● PROVIDED DATA

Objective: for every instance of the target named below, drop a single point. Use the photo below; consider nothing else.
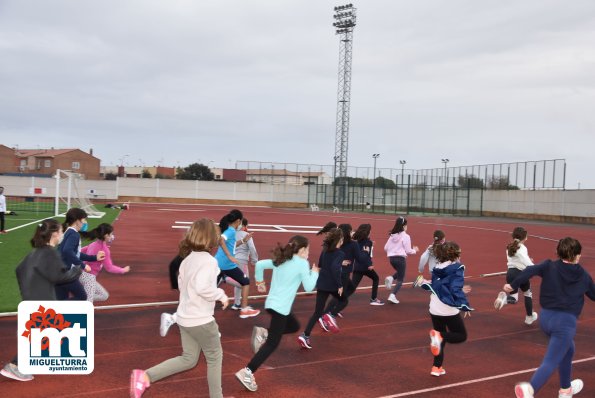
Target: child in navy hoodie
(562, 296)
(365, 268)
(70, 250)
(328, 284)
(447, 300)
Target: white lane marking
(463, 383)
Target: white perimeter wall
(573, 203)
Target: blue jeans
(560, 327)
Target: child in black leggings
(447, 301)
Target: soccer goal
(69, 193)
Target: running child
(198, 329)
(38, 274)
(361, 268)
(565, 283)
(245, 253)
(290, 269)
(74, 225)
(447, 300)
(227, 261)
(104, 234)
(397, 247)
(518, 260)
(328, 284)
(327, 227)
(353, 253)
(428, 257)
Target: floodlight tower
(344, 24)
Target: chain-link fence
(398, 198)
(536, 174)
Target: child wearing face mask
(70, 250)
(38, 274)
(104, 234)
(228, 264)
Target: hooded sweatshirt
(563, 285)
(399, 245)
(448, 279)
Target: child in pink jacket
(104, 234)
(397, 247)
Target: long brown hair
(202, 236)
(332, 239)
(282, 254)
(43, 232)
(448, 251)
(519, 234)
(568, 249)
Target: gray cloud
(477, 82)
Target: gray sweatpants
(203, 338)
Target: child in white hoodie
(397, 247)
(197, 282)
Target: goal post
(69, 193)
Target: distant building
(45, 162)
(282, 176)
(137, 171)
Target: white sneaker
(576, 386)
(12, 371)
(259, 337)
(393, 299)
(500, 301)
(166, 321)
(388, 282)
(247, 379)
(530, 319)
(523, 390)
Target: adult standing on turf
(38, 274)
(562, 297)
(70, 249)
(225, 256)
(2, 210)
(290, 269)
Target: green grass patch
(15, 245)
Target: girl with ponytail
(290, 270)
(518, 260)
(74, 226)
(104, 237)
(38, 274)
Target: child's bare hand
(224, 303)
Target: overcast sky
(177, 82)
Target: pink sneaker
(138, 383)
(331, 323)
(436, 342)
(248, 312)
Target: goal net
(71, 193)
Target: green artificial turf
(15, 245)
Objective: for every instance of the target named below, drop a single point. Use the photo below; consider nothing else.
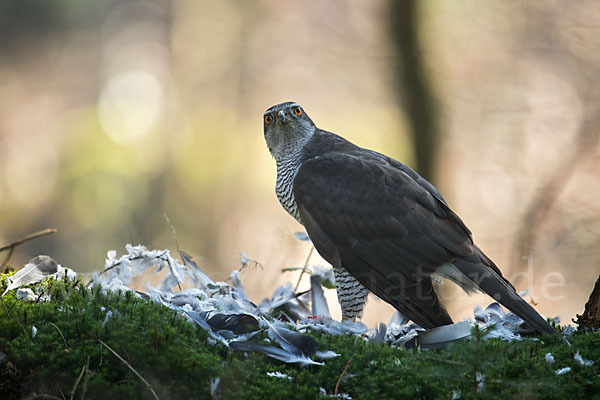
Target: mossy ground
(178, 360)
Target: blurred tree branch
(414, 86)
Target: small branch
(78, 380)
(337, 385)
(11, 247)
(86, 378)
(149, 386)
(61, 335)
(304, 268)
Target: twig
(86, 378)
(304, 268)
(61, 335)
(78, 380)
(149, 386)
(11, 247)
(337, 385)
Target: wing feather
(364, 213)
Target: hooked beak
(281, 115)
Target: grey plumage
(379, 223)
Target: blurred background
(115, 113)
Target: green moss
(179, 361)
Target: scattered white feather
(563, 371)
(26, 294)
(577, 357)
(318, 301)
(279, 375)
(326, 355)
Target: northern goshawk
(380, 224)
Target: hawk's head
(287, 128)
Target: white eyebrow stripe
(281, 106)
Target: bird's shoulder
(334, 169)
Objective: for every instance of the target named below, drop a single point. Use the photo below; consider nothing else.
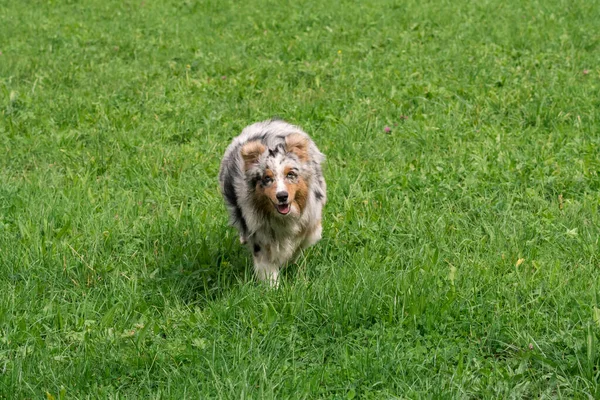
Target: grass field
(461, 249)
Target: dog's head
(278, 176)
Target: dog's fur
(264, 163)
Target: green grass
(461, 251)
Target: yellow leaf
(519, 262)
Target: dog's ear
(298, 144)
(250, 153)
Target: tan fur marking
(265, 196)
(300, 190)
(250, 153)
(297, 144)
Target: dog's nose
(281, 196)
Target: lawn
(461, 247)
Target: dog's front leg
(266, 270)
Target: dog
(273, 186)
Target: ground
(461, 238)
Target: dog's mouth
(283, 209)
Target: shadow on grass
(199, 266)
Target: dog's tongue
(283, 208)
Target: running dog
(274, 190)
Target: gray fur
(277, 237)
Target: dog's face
(276, 175)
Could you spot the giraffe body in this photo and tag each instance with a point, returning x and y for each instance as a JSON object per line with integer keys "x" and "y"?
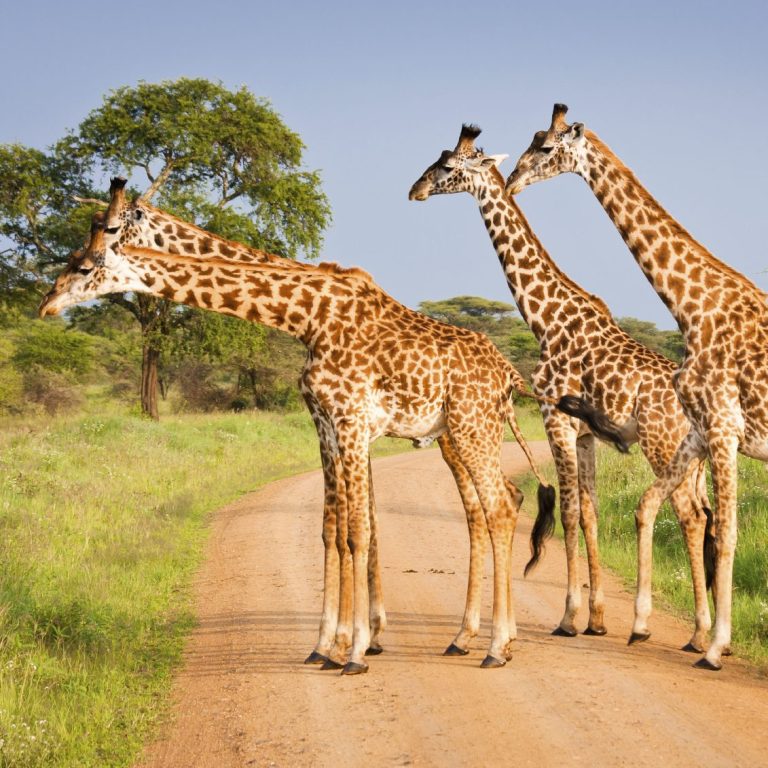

● DESCRIPTION OF THE TASK
Please list each line from the rows above that contains the word "white", copying every such line in full.

● TASK RESULT
Target: white lane marking
Target: white perimeter wall
Target: child in white hoodie
Target: white sneaker
Target: scattered white feather
Target: white eyebrow stripe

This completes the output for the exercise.